• EXTRACT:
Suppose we have a graph showing the energy consumption on a day of "n" number of meters. Each point is separated from each other by a period of 15 minutes. If data is missing in the container, where I have the data of the energy consumed by each of the meters, how do you see the data graphed?
- Option 1: Is there a break in the plotted line?
- Option 2: Connect with a straight line between the point before the cut and the point after the cut?
- Option 3: Connect the line with value 0?
I make a modest drawing so that my doubt is better understood.
I understand that it can be given in some other way, and that this could vary according to how the DataSet is defined, but any more precise information about it is appreciated.
According to the contribution of the user abulafia who responded to the post in the form of a comment, I express his opinion in response format to close the topic.

• SHORT PROBLEM:
Please carry on the post on graphing missing meter readings, starting right after its last sentence. The records play no part in the post on graphing missing meter readings.

• DATA LINES:
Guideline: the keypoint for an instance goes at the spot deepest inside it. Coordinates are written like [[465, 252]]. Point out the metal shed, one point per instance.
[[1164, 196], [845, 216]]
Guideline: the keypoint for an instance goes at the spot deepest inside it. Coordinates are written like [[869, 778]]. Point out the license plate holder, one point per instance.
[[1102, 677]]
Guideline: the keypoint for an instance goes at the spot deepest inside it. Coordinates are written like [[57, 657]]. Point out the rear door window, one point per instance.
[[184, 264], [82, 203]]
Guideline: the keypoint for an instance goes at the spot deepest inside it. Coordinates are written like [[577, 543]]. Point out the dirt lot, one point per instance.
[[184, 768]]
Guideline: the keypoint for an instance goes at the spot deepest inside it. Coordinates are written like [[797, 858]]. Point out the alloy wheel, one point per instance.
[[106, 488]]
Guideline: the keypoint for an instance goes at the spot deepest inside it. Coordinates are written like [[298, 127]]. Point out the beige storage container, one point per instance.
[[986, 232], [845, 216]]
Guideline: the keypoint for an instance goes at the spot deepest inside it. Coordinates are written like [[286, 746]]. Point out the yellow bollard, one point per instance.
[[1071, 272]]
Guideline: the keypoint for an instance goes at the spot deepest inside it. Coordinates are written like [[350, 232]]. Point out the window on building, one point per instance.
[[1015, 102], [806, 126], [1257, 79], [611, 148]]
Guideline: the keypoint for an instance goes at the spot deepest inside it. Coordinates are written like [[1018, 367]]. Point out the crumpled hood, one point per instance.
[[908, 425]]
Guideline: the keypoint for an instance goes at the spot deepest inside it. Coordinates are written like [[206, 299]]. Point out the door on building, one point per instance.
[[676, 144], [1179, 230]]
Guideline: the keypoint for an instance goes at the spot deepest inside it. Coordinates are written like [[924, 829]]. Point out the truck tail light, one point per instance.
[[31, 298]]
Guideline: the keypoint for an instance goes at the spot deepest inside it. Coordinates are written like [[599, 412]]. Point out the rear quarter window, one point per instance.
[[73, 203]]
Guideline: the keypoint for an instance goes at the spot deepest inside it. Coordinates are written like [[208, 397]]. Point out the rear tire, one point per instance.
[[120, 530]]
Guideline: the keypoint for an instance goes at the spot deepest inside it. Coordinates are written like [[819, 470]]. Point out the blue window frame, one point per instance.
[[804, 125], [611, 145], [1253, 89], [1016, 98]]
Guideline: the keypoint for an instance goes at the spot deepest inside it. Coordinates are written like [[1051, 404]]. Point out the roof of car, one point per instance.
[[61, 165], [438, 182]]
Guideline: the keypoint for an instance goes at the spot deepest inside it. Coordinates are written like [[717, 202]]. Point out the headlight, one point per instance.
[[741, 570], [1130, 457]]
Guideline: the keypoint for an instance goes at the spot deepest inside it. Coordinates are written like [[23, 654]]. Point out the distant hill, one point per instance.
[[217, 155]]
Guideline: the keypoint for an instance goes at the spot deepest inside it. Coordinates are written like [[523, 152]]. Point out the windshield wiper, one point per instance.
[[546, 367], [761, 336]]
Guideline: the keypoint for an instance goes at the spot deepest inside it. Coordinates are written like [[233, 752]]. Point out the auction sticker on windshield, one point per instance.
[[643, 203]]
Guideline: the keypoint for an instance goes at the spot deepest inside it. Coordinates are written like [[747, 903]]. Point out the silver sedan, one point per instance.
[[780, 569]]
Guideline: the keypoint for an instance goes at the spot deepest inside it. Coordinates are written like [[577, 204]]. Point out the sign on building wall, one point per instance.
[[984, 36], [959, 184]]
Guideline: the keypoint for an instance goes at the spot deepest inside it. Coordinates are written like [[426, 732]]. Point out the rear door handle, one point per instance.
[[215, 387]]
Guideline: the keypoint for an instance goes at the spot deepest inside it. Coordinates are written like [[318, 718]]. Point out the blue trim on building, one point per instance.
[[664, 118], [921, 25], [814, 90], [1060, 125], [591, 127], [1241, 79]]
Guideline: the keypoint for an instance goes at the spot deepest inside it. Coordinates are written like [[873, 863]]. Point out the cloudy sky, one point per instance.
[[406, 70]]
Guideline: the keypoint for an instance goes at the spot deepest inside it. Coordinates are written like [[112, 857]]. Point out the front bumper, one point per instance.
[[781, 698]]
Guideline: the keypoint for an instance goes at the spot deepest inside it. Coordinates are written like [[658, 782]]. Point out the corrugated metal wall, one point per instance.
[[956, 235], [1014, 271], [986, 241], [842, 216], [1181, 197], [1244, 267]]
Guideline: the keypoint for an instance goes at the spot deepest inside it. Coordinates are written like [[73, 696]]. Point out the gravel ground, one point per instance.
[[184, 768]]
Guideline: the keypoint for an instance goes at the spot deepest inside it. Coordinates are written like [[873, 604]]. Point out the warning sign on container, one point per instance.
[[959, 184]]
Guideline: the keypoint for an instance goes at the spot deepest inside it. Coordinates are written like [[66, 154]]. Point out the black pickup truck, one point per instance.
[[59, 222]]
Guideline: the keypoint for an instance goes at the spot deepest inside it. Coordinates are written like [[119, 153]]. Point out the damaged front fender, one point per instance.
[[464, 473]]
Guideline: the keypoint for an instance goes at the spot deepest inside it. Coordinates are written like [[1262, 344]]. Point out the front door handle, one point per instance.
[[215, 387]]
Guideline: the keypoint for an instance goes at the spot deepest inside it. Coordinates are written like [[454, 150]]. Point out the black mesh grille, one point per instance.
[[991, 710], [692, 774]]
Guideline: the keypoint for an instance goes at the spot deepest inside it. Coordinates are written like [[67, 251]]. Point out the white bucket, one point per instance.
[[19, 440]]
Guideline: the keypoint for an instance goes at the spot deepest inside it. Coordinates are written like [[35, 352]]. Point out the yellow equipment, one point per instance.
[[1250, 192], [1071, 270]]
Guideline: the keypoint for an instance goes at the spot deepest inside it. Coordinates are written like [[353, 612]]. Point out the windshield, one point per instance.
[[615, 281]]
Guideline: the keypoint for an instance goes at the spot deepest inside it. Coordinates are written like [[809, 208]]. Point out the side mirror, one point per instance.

• TASK RESPONSE:
Depends on what you mean by "missing data". Suppose that a sample is taken every second, and that the X-axis is labeled by the instant of the samples. And that in certain samples the data is NaN (but the sample exists). In that case you would have the first graph. If in certain samples the data is 0 obviously you would have the third. Also if you do a fillna() (which replaces the NaNs with zeroes) in the first case. If there is a "jump" in the index itself, for example after instant 100 it goes to 150, and the 50 intermediate ones are not there, you would have the middle graph.
If you want to avoid the middle plot you can "resample" the data using pandas. In this way Pandas creates a "continuous" index in which there is no missing data, adding whatever there is in the period, or putting NaN if there is none in the period. So you could get the first graph (or the last if you do .fillna())